Work instructions ::
Each entry must be printed again without a single change.

Region pointing data
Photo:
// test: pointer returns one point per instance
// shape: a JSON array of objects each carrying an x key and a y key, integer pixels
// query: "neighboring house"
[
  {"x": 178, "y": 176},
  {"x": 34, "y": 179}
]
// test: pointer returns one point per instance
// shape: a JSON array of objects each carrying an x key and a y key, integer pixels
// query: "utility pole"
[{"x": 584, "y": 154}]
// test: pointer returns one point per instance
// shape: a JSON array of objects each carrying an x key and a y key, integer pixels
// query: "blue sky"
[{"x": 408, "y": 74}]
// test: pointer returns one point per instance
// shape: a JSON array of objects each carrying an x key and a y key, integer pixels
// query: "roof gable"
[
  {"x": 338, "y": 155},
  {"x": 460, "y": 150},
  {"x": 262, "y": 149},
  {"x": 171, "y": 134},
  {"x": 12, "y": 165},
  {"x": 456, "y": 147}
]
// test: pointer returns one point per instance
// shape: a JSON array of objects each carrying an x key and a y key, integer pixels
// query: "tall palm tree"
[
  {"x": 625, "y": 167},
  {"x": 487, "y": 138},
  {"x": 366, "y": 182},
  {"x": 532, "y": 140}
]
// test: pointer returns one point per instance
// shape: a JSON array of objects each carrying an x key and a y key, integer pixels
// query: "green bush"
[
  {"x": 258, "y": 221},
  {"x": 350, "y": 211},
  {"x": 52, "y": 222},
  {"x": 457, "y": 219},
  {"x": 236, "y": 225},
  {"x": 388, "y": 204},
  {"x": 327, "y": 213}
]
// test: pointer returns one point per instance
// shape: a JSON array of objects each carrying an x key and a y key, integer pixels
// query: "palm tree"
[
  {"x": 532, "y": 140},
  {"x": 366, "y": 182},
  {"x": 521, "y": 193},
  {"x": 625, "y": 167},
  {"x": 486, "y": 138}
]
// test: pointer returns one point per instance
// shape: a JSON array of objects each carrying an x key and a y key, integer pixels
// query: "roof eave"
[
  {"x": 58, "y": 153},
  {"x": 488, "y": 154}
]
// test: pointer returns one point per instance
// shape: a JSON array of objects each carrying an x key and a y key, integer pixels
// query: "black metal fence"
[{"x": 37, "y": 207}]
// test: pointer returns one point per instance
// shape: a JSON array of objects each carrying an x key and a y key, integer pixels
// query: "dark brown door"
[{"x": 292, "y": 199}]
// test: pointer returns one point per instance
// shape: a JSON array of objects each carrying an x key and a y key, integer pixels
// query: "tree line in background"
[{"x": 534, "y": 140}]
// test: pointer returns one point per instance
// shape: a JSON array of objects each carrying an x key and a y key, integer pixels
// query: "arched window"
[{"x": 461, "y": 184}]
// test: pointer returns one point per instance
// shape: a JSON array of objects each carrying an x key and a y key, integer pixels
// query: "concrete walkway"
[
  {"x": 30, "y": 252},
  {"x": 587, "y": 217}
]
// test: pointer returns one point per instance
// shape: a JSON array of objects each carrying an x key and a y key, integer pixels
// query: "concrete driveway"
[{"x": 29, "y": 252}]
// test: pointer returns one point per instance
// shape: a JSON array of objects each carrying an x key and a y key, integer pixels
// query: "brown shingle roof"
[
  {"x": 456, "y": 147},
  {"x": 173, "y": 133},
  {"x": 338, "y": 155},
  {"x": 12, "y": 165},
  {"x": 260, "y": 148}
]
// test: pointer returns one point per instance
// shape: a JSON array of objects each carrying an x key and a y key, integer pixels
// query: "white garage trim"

Problem solution ::
Photo:
// test: pointer returns one point per instance
// shape: a JSON array of objects each carrying an x key and a y key, integer pixels
// query: "neighboring house"
[
  {"x": 178, "y": 176},
  {"x": 34, "y": 179}
]
// test: pointer returns one point per instance
// shape: a JSON array of objects each carrying an x key and a y key, integer pixels
// query: "utility pole"
[{"x": 584, "y": 154}]
// test: pointer returns one point per instance
// shape: a JSON array of objects each carrying an x key and a y key, integer pixels
// query: "blue sky"
[{"x": 408, "y": 74}]
// test: pointer returns one point per instance
// shape: a JSON array of objects each carrying an x key and a y key, integer pixels
// query: "roof gable"
[
  {"x": 338, "y": 155},
  {"x": 460, "y": 150},
  {"x": 262, "y": 149},
  {"x": 171, "y": 134},
  {"x": 12, "y": 165},
  {"x": 456, "y": 147}
]
// test: pointer returns one point per instance
// shape: a JSON array of objects each carrying an x key and a y key, integer pixels
// query: "tall palm tree"
[
  {"x": 625, "y": 167},
  {"x": 487, "y": 138},
  {"x": 366, "y": 182},
  {"x": 532, "y": 140}
]
// test: pointer returns one point per instance
// shape: a JSON array of objects each carrying an x key and a y key, integer pixels
// query: "green bush"
[
  {"x": 258, "y": 221},
  {"x": 350, "y": 211},
  {"x": 52, "y": 222},
  {"x": 457, "y": 219},
  {"x": 236, "y": 225},
  {"x": 388, "y": 204},
  {"x": 327, "y": 213}
]
// test: pointer returns one point per instance
// shape: a JSON array of objects each carrying an x key and a y key, integer pixels
// query: "palm tree"
[
  {"x": 532, "y": 140},
  {"x": 366, "y": 182},
  {"x": 521, "y": 193},
  {"x": 625, "y": 167},
  {"x": 486, "y": 138}
]
// test: pointer returns one point per instance
// shape: a JSON array of objects each carrying an x key and a y key, integer pixels
// query: "roof eave"
[
  {"x": 58, "y": 153},
  {"x": 488, "y": 154}
]
// test: pointer returns one point per instance
// shape: a JSON array of objects each carrying an x key and a y key, integer pixels
// query: "black metal fence"
[{"x": 37, "y": 207}]
// test: pointer returns one point per instance
// shape: a JSON array of objects each carrying an x key and a y key, integer pixels
// query: "dark brown door"
[{"x": 292, "y": 199}]
// test: pointer returns one point per instance
// shape: a JSON array of objects each carrying an x key and a y key, integer pixels
// query: "tree line in background"
[{"x": 534, "y": 140}]
// test: pointer returns one point per instance
// shape: a JSON array of objects each carrying an x key and a y key, integer pixels
// query: "arched window"
[{"x": 461, "y": 184}]
// test: pointer returns one point per instance
// shape: a JSON array of objects each carrying an x key and a y key, integer pixels
// query: "concrete walkway"
[
  {"x": 30, "y": 252},
  {"x": 587, "y": 217}
]
// test: pointer returns one point per instance
// shape: a JSON array of objects each carrying an x key and a y key, integer pixels
// query: "concrete driveway"
[{"x": 29, "y": 252}]
// test: pointer returns one point per instance
// shape: a JSON array of objects each carrying an x key and a y key, integer pixels
// query: "brown shingle roof"
[
  {"x": 456, "y": 147},
  {"x": 173, "y": 133},
  {"x": 338, "y": 155},
  {"x": 12, "y": 165},
  {"x": 260, "y": 148}
]
// test: pointer returns one point per instance
// shape: a JSON array of objects each carrying an x key and a y key, integer pixels
// query: "white garage trim"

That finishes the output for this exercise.